• _WHAT TO DO_
Extract exactly and only the lines of the data below, starting at the line with "TARGET: the bare earth patch" and stopping after the final line.

• _SUPPLIED MATERIAL_
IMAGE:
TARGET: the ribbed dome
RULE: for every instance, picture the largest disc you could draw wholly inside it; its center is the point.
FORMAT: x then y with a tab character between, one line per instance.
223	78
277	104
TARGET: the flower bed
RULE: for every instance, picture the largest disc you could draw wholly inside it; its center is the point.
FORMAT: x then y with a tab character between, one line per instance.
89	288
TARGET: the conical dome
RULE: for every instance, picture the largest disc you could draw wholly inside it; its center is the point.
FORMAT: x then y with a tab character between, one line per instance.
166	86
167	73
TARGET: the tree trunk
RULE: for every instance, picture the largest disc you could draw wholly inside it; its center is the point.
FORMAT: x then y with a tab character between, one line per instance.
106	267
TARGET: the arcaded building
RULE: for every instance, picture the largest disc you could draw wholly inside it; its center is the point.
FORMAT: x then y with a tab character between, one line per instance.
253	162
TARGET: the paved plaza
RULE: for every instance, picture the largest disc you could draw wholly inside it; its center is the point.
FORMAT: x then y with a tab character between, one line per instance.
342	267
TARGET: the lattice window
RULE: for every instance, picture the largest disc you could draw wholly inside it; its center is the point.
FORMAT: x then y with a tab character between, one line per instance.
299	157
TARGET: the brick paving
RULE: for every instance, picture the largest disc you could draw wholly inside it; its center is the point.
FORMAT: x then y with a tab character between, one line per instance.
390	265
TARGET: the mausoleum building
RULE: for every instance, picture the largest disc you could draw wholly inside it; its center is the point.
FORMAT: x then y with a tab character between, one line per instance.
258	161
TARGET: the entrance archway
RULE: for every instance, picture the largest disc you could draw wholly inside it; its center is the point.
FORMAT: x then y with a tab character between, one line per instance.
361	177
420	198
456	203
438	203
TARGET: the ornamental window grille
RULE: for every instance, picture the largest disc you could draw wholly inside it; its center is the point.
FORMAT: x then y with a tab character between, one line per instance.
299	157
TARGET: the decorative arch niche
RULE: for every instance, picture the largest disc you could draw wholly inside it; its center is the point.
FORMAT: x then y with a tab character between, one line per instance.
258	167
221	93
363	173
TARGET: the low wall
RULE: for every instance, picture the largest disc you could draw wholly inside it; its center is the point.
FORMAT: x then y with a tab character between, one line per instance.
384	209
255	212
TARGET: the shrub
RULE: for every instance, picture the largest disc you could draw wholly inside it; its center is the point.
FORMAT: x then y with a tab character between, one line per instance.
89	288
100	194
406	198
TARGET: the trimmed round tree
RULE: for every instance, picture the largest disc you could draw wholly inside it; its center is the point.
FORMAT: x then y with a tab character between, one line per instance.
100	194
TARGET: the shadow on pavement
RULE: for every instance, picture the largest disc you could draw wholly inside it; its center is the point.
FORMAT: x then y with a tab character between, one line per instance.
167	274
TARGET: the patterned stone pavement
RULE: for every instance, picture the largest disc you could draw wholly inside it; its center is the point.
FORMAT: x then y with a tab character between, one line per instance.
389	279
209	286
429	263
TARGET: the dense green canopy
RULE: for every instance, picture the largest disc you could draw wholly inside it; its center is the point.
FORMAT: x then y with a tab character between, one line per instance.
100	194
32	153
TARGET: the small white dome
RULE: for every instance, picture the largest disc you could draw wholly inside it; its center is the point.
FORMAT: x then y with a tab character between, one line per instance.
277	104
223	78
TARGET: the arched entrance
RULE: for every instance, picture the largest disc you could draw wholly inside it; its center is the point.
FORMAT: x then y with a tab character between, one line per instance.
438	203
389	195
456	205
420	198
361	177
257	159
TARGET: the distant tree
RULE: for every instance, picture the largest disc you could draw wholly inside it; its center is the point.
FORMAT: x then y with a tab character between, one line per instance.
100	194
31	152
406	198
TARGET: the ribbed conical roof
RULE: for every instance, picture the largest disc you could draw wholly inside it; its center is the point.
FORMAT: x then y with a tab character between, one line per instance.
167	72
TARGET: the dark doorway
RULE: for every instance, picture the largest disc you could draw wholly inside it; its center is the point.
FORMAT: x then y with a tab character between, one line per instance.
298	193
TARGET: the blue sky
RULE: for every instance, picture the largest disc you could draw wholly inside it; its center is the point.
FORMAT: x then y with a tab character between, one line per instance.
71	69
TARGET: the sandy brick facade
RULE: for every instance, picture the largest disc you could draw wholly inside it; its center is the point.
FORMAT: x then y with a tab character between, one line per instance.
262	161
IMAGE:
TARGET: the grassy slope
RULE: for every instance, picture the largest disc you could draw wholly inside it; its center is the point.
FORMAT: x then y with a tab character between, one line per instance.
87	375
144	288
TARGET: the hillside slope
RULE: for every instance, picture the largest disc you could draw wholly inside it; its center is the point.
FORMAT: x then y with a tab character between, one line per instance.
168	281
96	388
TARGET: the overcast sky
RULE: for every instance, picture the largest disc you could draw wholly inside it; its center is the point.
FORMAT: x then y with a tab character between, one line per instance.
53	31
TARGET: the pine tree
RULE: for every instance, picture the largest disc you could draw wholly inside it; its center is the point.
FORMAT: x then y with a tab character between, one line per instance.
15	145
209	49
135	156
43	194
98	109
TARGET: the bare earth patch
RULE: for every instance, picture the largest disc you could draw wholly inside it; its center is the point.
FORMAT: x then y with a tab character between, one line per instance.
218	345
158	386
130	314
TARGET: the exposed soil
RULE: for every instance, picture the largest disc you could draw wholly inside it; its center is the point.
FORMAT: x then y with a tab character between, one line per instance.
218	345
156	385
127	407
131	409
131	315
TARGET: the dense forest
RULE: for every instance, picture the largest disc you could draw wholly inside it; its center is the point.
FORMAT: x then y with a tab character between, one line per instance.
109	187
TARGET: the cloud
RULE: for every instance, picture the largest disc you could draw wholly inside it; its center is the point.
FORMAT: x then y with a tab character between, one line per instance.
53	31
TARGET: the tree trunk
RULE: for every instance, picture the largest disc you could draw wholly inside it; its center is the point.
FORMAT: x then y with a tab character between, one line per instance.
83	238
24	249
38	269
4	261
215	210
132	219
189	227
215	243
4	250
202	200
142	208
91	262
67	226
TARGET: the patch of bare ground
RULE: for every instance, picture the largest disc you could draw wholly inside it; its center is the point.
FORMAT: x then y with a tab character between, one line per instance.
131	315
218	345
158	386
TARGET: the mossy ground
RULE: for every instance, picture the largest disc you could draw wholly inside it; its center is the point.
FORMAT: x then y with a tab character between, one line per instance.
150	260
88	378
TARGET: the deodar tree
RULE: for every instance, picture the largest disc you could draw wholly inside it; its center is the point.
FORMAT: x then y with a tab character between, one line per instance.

• _ANSWER TO THE EXERCISE_
TARGET: the bare earth patch
RULE: for every instance, picture the largest disc you could draw wholly inside it; its center is the point.
FORMAT: x then y with a tab character between, one line per instance.
218	345
158	386
130	314
TARGET: the exposed soil
RULE: for every instance, picture the largest disc you could draw wholly inside it; its center is the point.
FORMAT: x then y with a tab character between, one line per instance.
218	345
156	385
127	407
131	409
131	315
TARGET: the dense forest
RULE: for every instance, picture the largest disc you could draw wholly inside it; its center is the point.
FORMAT: x then y with a tab character between, one line per instance.
109	187
TARGET: the cloud
RULE: for every instance, picture the largest disc you could draw wholly inside it; its center is the point.
FORMAT: x then y with a tab character between, one line per instance.
53	31
TARGET: the tree trunk
RULE: for every instance, picture the largest disc you could draw wholly inside it; its center is the point.
FORMAT: x then y with a tab character between, one line per instance.
83	238
24	249
38	269
4	261
215	210
132	219
189	227
215	243
4	250
202	200
142	208
91	262
67	226
TARGET: the patch of bare ground
RULE: for every instance, picture the largest disc you could draw wholly inside it; its center is the point.
FORMAT: x then y with a tab character between, one line per instance.
131	315
218	345
158	386
TARGET: the mossy ground
RULE: for every instance, picture the largest disc you could draw wholly inside it; its center is the point.
FORMAT: x then y with a tab character between, one line per instance.
150	260
88	378
TARGET: the deodar tree
RULE: for every instance, picture the largest disc you could draw wholly inside it; its center is the point.
FORMAT: x then y with a tab character between, one line per instance.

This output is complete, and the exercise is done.